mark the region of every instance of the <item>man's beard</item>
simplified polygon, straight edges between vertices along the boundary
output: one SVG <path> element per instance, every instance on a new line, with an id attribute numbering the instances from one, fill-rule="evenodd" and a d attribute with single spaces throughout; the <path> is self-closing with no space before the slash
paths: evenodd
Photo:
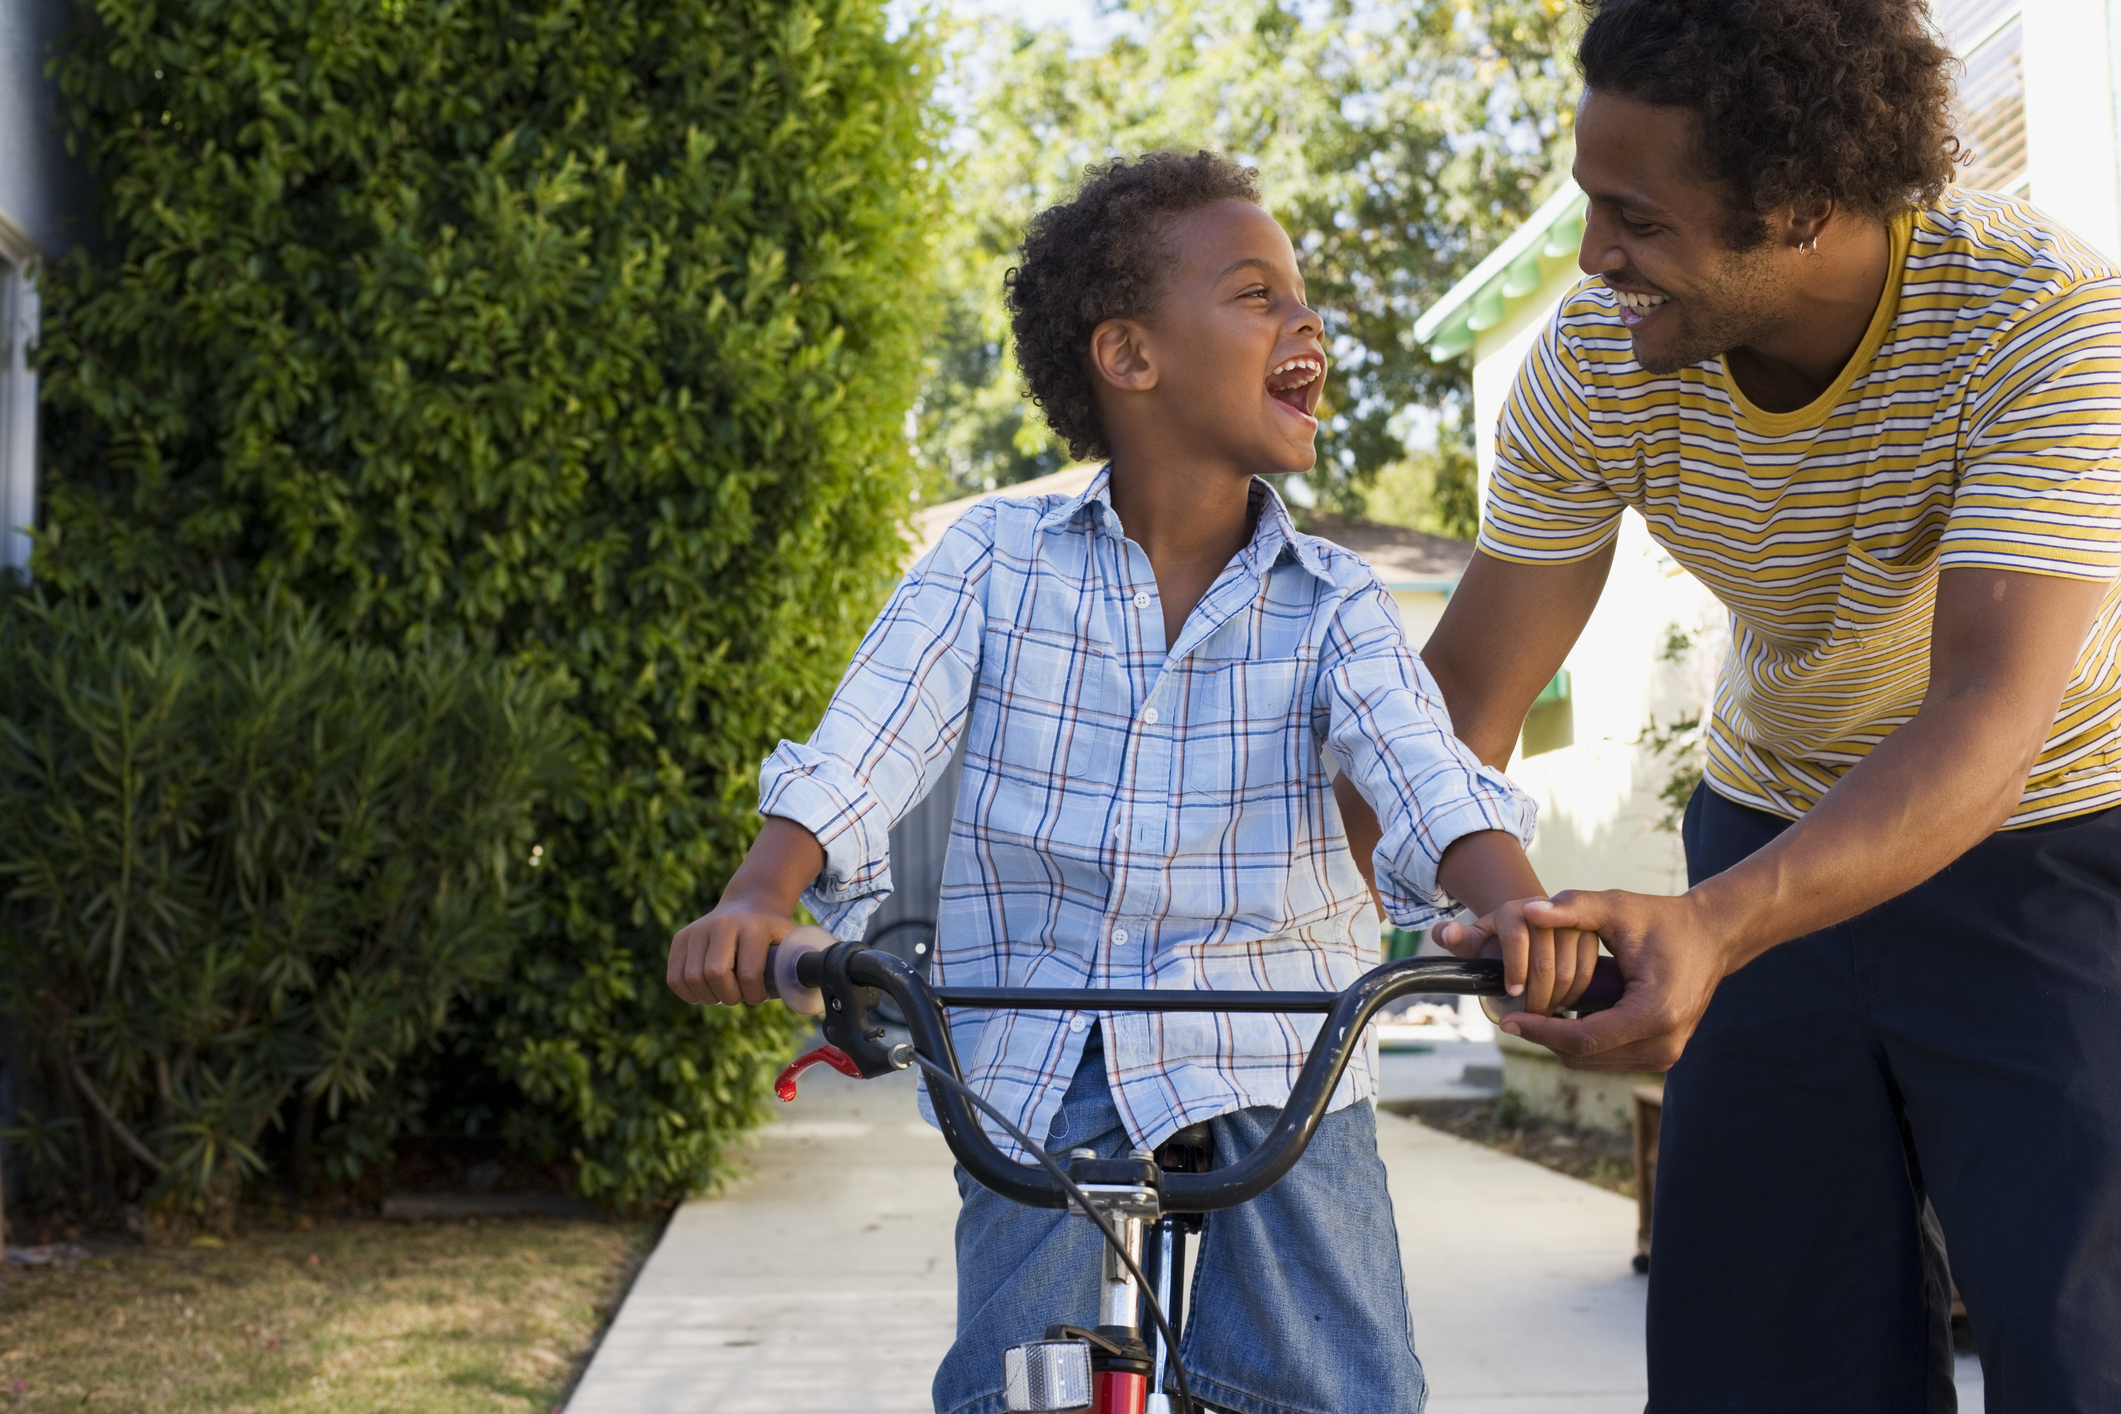
<path id="1" fill-rule="evenodd" d="M 1711 284 L 1673 301 L 1678 328 L 1664 350 L 1648 354 L 1637 343 L 1635 361 L 1648 373 L 1677 373 L 1754 342 L 1772 322 L 1776 278 L 1771 261 L 1767 246 L 1730 252 Z"/>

══════════════════════════════

WORK REQUEST
In the entries above, find each line with the string "every" and copy it.

ANSWER FOR THIS EXERCISE
mark the region of every instance of the <item>man's beard</item>
output: one SVG <path> element per instance, every instance on a new line, with an id attribute numbering the instances from one, fill-rule="evenodd" and a d attribute with single spaces throughout; the <path> is self-closing with no space before the slash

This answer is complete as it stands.